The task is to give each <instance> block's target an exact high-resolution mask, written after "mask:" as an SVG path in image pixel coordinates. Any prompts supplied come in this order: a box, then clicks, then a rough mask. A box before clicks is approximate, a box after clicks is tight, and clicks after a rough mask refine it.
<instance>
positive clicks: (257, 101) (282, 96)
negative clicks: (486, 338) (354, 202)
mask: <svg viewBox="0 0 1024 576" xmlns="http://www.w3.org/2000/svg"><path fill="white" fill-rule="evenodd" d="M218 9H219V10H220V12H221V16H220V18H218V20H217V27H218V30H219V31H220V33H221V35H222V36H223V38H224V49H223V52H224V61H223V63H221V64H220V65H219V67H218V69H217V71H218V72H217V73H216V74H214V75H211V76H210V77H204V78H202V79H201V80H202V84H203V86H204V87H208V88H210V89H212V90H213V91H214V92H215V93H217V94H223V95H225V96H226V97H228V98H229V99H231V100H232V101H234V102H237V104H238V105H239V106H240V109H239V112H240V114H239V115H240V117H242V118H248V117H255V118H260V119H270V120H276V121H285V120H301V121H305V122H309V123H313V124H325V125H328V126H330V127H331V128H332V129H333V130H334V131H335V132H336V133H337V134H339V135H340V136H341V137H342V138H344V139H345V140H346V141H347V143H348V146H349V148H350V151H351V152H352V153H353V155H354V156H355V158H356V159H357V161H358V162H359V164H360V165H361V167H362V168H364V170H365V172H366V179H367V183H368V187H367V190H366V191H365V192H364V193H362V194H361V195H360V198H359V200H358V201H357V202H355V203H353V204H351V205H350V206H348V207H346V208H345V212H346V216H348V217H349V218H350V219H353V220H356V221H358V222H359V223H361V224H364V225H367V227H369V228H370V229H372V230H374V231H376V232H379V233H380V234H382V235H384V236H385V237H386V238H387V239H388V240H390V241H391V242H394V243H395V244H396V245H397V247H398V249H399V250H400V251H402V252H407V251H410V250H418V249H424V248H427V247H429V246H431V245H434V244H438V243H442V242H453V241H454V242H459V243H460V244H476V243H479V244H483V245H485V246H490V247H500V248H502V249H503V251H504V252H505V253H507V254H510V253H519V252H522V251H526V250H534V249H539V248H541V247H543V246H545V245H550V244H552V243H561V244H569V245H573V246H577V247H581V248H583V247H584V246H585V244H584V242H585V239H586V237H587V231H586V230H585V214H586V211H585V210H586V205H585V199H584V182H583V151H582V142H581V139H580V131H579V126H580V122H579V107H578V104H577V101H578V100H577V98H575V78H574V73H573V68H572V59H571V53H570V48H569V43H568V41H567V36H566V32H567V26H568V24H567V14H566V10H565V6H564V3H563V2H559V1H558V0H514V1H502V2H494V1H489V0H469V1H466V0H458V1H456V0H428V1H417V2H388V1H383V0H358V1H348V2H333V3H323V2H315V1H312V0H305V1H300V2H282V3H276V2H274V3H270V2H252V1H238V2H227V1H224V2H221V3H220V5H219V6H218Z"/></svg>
----
**BRIEF**
Reproduce the records verbatim.

**OUTPUT OF THE EXERCISE**
The task is to give each <instance> block's target an exact high-resolution mask, written after "mask:" as an SVG path in image pixel coordinates. Any prompts supplied come in this order: a box, then clicks, then a rough mask. A box before clicks is approximate, a box after clicks is tight, and clicks after a rough mask refine it.
<instance>
positive clicks: (257, 101) (282, 96)
negative clicks: (486, 338) (354, 202)
mask: <svg viewBox="0 0 1024 576" xmlns="http://www.w3.org/2000/svg"><path fill="white" fill-rule="evenodd" d="M218 9H219V10H220V12H221V16H220V18H218V20H217V27H218V30H219V31H220V33H221V35H222V36H223V38H224V49H223V52H224V61H223V63H221V64H220V65H219V67H218V69H217V71H218V72H217V73H216V74H214V75H211V76H210V77H204V78H202V79H201V80H202V84H203V86H204V87H208V88H210V89H212V90H213V91H214V92H215V93H217V94H223V95H225V96H226V97H228V98H229V99H231V100H232V101H234V102H237V104H238V105H239V106H240V109H239V112H240V114H239V115H240V117H242V118H248V117H255V118H260V119H270V120H276V121H285V120H301V121H305V122H309V123H313V124H325V125H328V126H330V127H331V128H332V129H333V130H334V131H335V132H336V133H337V134H339V135H340V136H341V137H342V138H344V139H345V140H346V141H347V143H348V146H349V148H350V151H351V152H352V153H353V155H354V156H355V158H356V159H357V161H358V162H359V164H360V165H361V167H362V168H364V170H365V172H366V179H367V183H368V187H367V190H366V191H365V192H364V193H362V194H361V195H360V198H359V200H358V201H357V202H355V203H353V204H351V205H350V206H348V207H346V208H345V212H346V216H348V217H349V218H350V219H353V220H356V221H358V222H359V223H361V224H364V225H367V227H369V228H370V229H372V230H374V231H376V232H379V233H380V234H382V235H384V236H385V237H386V238H387V239H388V240H390V241H391V242H394V243H395V244H396V245H397V247H398V249H399V250H400V251H402V252H407V251H410V250H418V249H424V248H427V247H429V246H431V245H434V244H438V243H442V242H453V241H454V242H459V243H460V244H476V243H479V244H483V245H485V246H490V247H500V248H502V249H503V251H504V252H505V253H507V254H510V253H519V252H522V251H526V250H534V249H539V248H541V247H543V246H545V245H550V244H552V243H561V244H569V245H573V246H577V247H581V248H583V247H584V246H585V244H584V242H585V239H586V237H587V231H586V230H585V214H586V211H585V210H586V205H585V199H584V182H583V151H582V142H581V139H580V131H579V126H580V122H579V107H578V104H577V101H578V100H577V98H575V78H574V73H573V68H572V59H571V53H570V48H569V43H568V41H567V36H566V32H567V26H568V24H567V14H566V10H565V6H564V3H563V2H559V1H558V0H514V1H502V2H494V1H489V0H469V1H466V0H458V1H456V0H428V1H417V2H388V1H383V0H358V1H348V2H333V3H323V2H315V1H312V0H305V1H300V2H282V3H276V2H274V3H270V2H252V1H238V2H227V1H224V2H221V3H220V5H219V6H218Z"/></svg>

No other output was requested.